■ Task statement ■
Starting at the line with "Find the man with" in it, reproduce each line below through the last one, exactly, and include nothing else.

○ ○ ○ ○

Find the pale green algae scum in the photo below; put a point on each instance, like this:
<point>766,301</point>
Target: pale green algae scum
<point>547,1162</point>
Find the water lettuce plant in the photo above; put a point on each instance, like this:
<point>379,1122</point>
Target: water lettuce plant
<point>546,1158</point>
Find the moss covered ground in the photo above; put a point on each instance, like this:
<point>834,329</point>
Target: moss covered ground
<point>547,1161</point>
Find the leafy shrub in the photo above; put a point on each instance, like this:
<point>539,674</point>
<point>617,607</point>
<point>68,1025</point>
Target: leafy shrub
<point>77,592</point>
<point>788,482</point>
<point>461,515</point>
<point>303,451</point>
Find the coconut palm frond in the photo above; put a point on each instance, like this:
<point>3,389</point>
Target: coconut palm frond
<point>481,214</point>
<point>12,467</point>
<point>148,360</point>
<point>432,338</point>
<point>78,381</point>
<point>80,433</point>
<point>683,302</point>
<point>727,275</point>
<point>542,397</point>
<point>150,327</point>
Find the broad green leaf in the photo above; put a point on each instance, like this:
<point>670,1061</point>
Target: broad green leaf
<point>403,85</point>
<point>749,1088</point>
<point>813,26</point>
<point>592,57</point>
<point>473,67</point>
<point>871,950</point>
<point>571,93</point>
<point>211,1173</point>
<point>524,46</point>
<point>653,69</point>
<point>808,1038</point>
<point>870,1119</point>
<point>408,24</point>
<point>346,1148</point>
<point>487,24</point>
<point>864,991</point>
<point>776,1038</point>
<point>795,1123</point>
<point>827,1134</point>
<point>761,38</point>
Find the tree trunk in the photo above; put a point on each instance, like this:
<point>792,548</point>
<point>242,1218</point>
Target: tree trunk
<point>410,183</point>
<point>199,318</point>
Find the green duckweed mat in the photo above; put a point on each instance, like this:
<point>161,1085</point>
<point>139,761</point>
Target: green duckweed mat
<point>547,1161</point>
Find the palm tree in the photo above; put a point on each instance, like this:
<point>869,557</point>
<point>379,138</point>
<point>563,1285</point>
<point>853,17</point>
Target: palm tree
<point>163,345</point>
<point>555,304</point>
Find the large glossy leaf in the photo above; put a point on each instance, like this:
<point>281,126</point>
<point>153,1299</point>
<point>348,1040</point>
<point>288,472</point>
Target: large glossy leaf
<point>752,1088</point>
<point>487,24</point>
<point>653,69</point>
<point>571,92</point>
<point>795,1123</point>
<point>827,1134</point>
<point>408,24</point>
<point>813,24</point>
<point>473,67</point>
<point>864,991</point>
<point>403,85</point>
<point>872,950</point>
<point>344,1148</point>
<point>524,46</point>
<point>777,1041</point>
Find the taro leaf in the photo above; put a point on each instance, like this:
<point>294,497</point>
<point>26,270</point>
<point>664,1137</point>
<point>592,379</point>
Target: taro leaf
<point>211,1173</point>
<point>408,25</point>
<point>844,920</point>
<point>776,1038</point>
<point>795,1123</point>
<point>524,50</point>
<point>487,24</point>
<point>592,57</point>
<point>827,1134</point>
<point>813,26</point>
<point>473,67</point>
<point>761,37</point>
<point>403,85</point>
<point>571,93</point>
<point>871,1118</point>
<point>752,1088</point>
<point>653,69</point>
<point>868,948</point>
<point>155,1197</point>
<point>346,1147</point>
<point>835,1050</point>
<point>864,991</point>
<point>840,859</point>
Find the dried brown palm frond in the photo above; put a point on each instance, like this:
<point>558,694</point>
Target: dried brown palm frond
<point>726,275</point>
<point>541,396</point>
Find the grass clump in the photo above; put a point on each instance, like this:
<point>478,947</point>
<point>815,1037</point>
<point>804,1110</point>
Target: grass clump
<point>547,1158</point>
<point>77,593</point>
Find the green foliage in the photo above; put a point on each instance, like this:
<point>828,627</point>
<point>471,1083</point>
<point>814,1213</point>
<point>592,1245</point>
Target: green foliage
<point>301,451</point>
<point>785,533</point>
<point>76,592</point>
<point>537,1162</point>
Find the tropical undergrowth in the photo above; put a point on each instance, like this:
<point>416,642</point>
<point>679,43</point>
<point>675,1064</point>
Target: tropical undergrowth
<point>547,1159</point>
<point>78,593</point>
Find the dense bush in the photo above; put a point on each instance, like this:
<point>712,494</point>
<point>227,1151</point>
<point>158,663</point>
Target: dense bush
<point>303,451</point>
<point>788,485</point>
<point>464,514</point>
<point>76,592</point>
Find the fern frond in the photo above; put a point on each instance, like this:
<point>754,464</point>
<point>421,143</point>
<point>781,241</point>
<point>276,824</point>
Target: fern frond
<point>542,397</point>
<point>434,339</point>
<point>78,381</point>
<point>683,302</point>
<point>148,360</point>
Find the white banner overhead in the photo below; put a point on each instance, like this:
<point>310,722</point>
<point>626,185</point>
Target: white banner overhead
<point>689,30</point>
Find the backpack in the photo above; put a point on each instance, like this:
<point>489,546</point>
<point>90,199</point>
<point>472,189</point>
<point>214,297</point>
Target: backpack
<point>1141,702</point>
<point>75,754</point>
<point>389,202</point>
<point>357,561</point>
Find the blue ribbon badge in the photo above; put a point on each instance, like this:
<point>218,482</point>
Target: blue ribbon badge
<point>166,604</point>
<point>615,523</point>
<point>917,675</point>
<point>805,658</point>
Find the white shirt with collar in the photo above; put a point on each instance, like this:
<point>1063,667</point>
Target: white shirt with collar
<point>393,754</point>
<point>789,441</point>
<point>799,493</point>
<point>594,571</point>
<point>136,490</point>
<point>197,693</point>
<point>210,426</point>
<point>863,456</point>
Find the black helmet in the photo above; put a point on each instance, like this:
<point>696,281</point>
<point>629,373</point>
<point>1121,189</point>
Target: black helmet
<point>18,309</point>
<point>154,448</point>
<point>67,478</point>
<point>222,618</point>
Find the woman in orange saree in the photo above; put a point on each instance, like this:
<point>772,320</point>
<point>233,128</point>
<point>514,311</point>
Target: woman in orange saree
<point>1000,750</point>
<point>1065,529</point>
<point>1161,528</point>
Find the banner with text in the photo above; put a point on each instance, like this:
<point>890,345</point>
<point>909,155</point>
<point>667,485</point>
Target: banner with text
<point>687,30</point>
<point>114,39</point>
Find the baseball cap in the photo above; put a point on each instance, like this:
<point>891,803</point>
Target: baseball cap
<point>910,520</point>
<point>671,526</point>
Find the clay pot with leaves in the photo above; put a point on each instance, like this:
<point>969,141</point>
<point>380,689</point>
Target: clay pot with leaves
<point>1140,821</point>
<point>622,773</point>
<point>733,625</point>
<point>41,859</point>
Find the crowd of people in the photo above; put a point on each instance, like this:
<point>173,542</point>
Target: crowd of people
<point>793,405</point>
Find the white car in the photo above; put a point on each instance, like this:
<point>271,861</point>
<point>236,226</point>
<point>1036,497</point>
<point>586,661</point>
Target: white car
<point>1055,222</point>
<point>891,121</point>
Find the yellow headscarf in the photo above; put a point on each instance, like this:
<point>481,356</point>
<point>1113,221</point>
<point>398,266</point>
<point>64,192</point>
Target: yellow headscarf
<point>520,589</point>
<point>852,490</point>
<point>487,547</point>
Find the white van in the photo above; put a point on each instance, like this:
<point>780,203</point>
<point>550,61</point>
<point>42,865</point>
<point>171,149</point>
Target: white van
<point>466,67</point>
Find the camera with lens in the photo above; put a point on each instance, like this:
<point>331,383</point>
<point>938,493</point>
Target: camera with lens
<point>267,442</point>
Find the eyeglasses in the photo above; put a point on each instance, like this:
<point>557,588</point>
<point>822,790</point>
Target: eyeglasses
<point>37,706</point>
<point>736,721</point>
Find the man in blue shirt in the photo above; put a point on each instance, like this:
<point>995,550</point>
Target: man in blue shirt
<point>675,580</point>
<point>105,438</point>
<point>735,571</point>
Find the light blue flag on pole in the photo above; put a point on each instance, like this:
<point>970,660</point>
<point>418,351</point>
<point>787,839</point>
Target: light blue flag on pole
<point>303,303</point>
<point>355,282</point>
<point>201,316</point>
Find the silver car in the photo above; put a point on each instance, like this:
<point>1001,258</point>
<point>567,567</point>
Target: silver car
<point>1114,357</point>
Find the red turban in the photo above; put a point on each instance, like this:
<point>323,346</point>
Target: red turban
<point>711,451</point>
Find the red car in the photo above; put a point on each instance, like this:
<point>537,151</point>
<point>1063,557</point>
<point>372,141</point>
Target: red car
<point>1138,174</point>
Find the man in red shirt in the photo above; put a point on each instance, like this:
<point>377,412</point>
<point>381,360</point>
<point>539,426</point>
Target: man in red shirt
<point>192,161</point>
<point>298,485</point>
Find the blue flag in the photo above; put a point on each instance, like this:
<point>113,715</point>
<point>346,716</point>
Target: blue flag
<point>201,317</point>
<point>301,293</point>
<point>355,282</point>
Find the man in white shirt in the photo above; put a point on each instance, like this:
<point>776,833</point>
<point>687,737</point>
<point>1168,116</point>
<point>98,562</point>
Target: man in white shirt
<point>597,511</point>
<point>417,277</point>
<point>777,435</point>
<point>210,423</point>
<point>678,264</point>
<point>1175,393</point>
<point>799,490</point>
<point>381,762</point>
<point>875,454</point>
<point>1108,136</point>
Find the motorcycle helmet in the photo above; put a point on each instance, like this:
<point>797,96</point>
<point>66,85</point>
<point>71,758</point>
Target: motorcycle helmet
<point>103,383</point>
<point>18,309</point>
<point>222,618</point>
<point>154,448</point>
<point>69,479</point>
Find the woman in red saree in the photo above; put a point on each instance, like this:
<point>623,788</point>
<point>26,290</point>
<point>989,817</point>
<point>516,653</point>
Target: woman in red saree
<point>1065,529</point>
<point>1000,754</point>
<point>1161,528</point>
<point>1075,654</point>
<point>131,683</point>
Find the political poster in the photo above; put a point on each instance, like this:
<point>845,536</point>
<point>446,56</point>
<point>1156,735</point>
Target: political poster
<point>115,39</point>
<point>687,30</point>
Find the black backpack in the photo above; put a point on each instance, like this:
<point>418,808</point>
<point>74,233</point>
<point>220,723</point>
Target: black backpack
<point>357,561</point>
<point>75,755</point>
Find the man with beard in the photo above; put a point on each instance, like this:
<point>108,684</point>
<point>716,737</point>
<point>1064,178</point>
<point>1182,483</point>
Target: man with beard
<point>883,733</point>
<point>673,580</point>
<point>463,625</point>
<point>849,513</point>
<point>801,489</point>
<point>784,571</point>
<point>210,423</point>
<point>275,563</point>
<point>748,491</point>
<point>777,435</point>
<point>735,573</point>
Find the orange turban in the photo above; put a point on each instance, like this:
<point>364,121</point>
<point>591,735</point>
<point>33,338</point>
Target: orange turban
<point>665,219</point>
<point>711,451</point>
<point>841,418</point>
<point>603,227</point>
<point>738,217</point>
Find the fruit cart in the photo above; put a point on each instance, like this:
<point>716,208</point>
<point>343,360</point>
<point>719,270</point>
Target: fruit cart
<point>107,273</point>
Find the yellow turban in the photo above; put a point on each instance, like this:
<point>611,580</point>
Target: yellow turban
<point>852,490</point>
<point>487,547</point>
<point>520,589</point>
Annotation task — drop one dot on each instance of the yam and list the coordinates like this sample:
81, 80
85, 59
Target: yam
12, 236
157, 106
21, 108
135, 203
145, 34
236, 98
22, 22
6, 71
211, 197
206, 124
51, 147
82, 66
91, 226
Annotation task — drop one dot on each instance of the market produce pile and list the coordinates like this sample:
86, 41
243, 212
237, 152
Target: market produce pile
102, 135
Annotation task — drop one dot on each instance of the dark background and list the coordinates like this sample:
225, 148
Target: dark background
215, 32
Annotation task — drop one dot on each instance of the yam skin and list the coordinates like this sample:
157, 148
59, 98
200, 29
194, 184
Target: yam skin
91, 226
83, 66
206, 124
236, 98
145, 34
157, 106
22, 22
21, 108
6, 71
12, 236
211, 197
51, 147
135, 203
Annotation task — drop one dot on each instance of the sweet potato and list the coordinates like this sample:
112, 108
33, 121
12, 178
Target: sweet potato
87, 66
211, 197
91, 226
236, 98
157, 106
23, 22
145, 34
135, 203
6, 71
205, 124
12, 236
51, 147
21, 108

○ ○ ○ ○

■ Answer in full ■
Find the man with beard in the photo above; put a point on each instance, like this:
<point>108,684</point>
<point>716,737</point>
<point>1064,178</point>
<point>1182,483</point>
Target: man with beard
<point>883,733</point>
<point>673,580</point>
<point>463,625</point>
<point>849,513</point>
<point>801,489</point>
<point>784,571</point>
<point>210,423</point>
<point>275,563</point>
<point>748,491</point>
<point>777,435</point>
<point>735,573</point>
Find the orange turban in the photo above; put a point on each instance, like this:
<point>364,121</point>
<point>591,735</point>
<point>33,338</point>
Target: orange turban
<point>665,219</point>
<point>711,451</point>
<point>841,418</point>
<point>603,227</point>
<point>738,217</point>
Find the fruit cart in the photo above; put a point on each instance, like this:
<point>716,208</point>
<point>343,360</point>
<point>719,270</point>
Target: fruit cart
<point>107,273</point>
Find the yellow turban in the photo above; put a point on each instance, like this:
<point>611,580</point>
Target: yellow turban
<point>852,490</point>
<point>487,547</point>
<point>520,589</point>
Annotation task — drop one dot on each instance of the yam and list the coordinates like this sample:
81, 80
85, 59
Target: yam
12, 236
157, 106
21, 108
135, 203
145, 34
236, 98
22, 22
6, 71
211, 197
206, 124
51, 147
82, 66
91, 226
Annotation task — drop one dot on each instance of the market produce pile and list the coordinates like this sample:
86, 41
243, 212
237, 152
Target: market produce pile
102, 135
Annotation task — drop one dot on each instance of the dark background and list the coordinates like this sample:
225, 148
Target: dark background
215, 32
Annotation task — drop one dot on each instance of the yam skin and list the coordinates like this sample:
157, 148
59, 98
200, 29
194, 184
Target: yam skin
91, 226
83, 66
206, 124
236, 98
145, 34
157, 106
22, 22
21, 108
6, 71
12, 236
211, 197
51, 147
135, 203
Annotation task — drop one dot on each instance of the sweet potato and list the coordinates like this sample:
112, 108
33, 121
12, 178
Target: sweet potato
87, 66
211, 197
91, 226
236, 98
157, 106
23, 22
145, 34
135, 203
6, 71
205, 124
12, 236
51, 147
21, 108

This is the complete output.